Information shown START

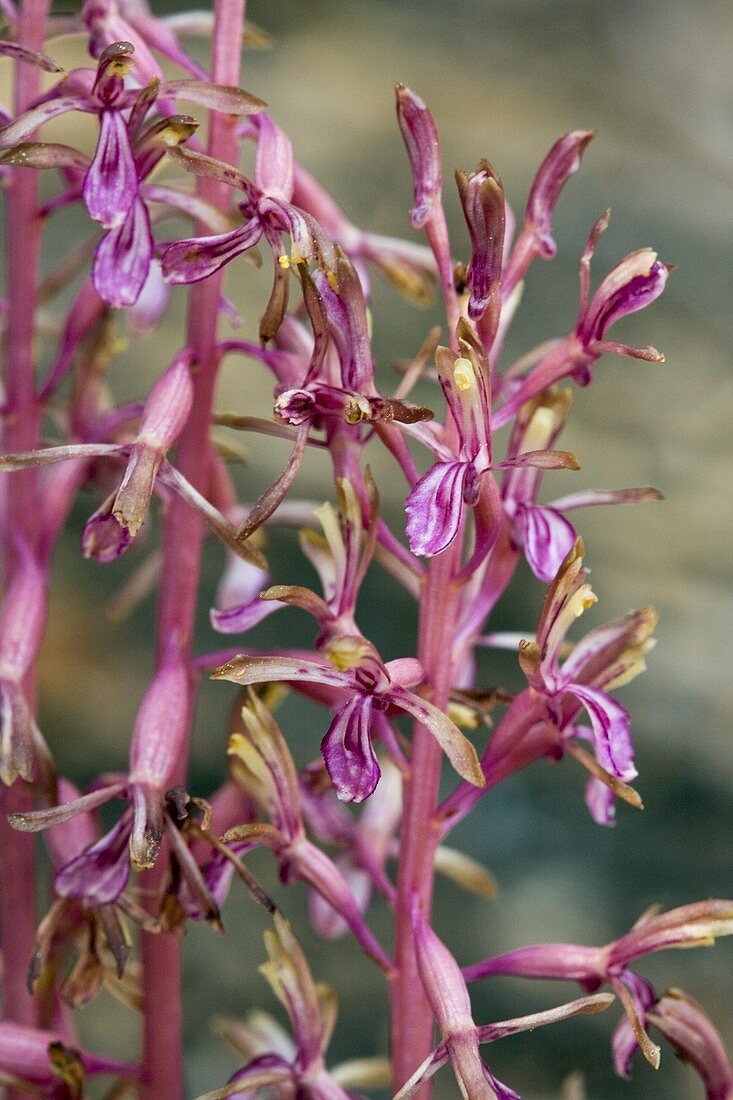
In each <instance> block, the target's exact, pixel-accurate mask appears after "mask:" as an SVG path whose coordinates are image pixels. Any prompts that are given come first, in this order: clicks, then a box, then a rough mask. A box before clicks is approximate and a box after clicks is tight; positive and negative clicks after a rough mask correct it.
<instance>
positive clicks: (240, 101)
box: [158, 80, 267, 114]
mask: <svg viewBox="0 0 733 1100" xmlns="http://www.w3.org/2000/svg"><path fill="white" fill-rule="evenodd" d="M158 95H160V96H161V98H162V99H183V100H184V101H185V102H187V103H198V105H199V106H200V107H206V108H208V109H209V110H210V111H223V112H225V113H226V114H259V113H260V111H264V110H265V109H266V107H267V105H266V103H265V102H264V100H262V99H258V97H256V96H252V95H251V94H250V92H249V91H243V90H242V89H241V88H232V87H229V86H227V85H220V84H207V81H206V80H165V81H164V83H163V84H162V85H161V90H160V92H158Z"/></svg>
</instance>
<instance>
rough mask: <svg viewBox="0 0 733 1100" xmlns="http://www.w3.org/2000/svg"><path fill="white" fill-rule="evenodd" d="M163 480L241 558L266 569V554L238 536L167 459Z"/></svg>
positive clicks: (217, 510)
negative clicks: (198, 514)
mask: <svg viewBox="0 0 733 1100" xmlns="http://www.w3.org/2000/svg"><path fill="white" fill-rule="evenodd" d="M158 476H160V478H161V481H162V482H163V483H164V484H166V485H167V486H168V487H169V488H172V489H173V491H174V492H175V493H177V494H178V496H180V497H182V499H184V500H185V502H186V504H188V505H190V507H192V508H194V509H195V510H196V511H199V513H200V514H201V516H203V517H204V519H205V520H206V522H207V524H208V525H209V527H210V528H211V530H212V531H214V533H215V535H216V536H218V538H220V539H221V541H222V542H223V543H225V544H226V546H228V547H229V549H230V550H233V551H234V553H236V554H237V555H238V557H239V558H243V559H244V561H249V562H250V563H251V564H252V565H256V566H258V569H262V570H266V569H267V561H266V558H265V557H264V554H262V553H261V552H260V551H259V550H258V549H256V547H254V546H253V544H252V543H251V542H249V541H247V540H245V539H242V538H240V537H239V536H238V533H237V531H236V530H234V528H233V527H232V525H231V524H230V522H229V520H228V519H227V517H226V516H222V514H221V513H220V511H219V509H218V508H215V507H214V505H212V504H210V502H209V500H207V499H206V497H205V496H203V495H201V494H200V493H199V492H198V489H196V488H195V487H194V486H193V485H192V484H190V482H189V481H187V480H186V478H185V477H184V476H183V474H182V473H179V472H178V471H177V470H176V469H175V466H172V465H171V463H169V462H167V461H166V460H164V461H163V464H162V466H161V470H160V474H158Z"/></svg>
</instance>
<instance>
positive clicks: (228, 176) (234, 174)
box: [167, 145, 253, 195]
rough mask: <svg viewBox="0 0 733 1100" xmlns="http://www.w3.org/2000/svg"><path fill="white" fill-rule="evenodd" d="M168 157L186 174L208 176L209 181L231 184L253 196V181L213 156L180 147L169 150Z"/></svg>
mask: <svg viewBox="0 0 733 1100" xmlns="http://www.w3.org/2000/svg"><path fill="white" fill-rule="evenodd" d="M167 155H168V156H169V157H171V160H172V161H173V162H174V163H175V164H177V165H178V167H179V168H185V169H186V172H190V173H193V175H195V176H207V177H208V178H209V179H217V180H219V183H222V184H229V186H230V187H237V188H239V190H241V191H245V193H247V194H248V195H251V194H252V190H253V185H252V180H251V179H249V178H248V176H245V175H244V173H242V172H240V171H239V169H238V168H232V167H231V165H229V164H225V162H223V161H217V160H216V158H215V157H212V156H206V155H205V154H204V153H196V152H194V150H190V149H182V147H180V146H178V145H175V146H174V147H173V149H169V150H168V151H167Z"/></svg>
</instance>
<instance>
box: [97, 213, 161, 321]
mask: <svg viewBox="0 0 733 1100" xmlns="http://www.w3.org/2000/svg"><path fill="white" fill-rule="evenodd" d="M152 259H153V237H152V233H151V230H150V218H149V217H147V210H146V208H145V204H144V202H143V201H142V200H141V199H135V200H134V202H133V204H132V208H131V209H130V210H129V212H128V216H127V218H125V219H124V221H123V222H122V223H121V224H120V226H118V227H117V228H116V229H112V230H110V231H109V233H106V234H105V235H103V237H102V239H101V241H100V242H99V244H98V245H97V251H96V252H95V265H94V272H92V279H94V284H95V289H96V290H97V294H98V295H99V297H100V298H101V299H102V300H103V301H106V303H107V304H108V305H109V306H112V308H113V309H122V308H123V307H124V306H134V304H135V303H136V300H138V298H139V297H140V294H141V292H142V289H143V287H144V285H145V281H146V278H147V275H149V272H150V266H151V261H152Z"/></svg>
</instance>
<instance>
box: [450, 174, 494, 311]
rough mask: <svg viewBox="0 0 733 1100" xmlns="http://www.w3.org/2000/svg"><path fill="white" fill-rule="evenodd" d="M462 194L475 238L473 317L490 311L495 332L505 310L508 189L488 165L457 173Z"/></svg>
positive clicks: (463, 211) (471, 260)
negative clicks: (505, 193)
mask: <svg viewBox="0 0 733 1100" xmlns="http://www.w3.org/2000/svg"><path fill="white" fill-rule="evenodd" d="M456 183H457V184H458V194H459V196H460V200H461V206H462V207H463V216H464V218H466V223H467V226H468V229H469V233H470V237H471V263H470V265H469V270H468V273H467V283H468V285H469V287H470V290H471V297H470V299H469V317H470V318H471V320H474V321H475V320H478V319H479V318H481V317H483V315H484V313H485V312H486V310H490V312H491V317H490V328H491V329H492V330H493V331H495V327H496V324H497V323H499V311H500V309H501V298H500V282H501V273H502V256H503V250H504V220H505V215H504V188H503V187H502V184H501V180H500V179H499V178H497V177H496V176H495V174H494V171H493V168H492V167H491V165H490V164H489V162H488V161H481V162H480V163H479V166H478V167H477V169H475V172H471V173H469V174H468V175H466V174H464V173H462V172H457V173H456Z"/></svg>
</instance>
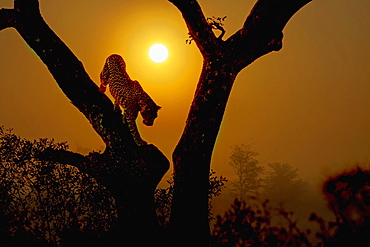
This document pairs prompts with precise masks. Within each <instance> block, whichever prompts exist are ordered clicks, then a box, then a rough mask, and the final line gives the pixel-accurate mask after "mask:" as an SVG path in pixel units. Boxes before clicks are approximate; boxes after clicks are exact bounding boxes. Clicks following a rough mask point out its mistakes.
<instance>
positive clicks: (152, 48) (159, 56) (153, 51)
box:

Information shown END

Aim of the task → Give the count of lines in the data above holding the word "before", and nothing beyond it.

The completed task → 2